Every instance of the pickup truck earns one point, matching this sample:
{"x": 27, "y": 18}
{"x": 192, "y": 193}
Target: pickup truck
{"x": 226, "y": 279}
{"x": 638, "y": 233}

▶ **EXERCISE OBJECTIVE**: Reproduce every row above word for word, without changing anything.

▶ **EXERCISE ANSWER**:
Every instance of the pickup truck earns one point, matching this sample:
{"x": 27, "y": 18}
{"x": 192, "y": 193}
Target: pickup truck
{"x": 226, "y": 279}
{"x": 638, "y": 233}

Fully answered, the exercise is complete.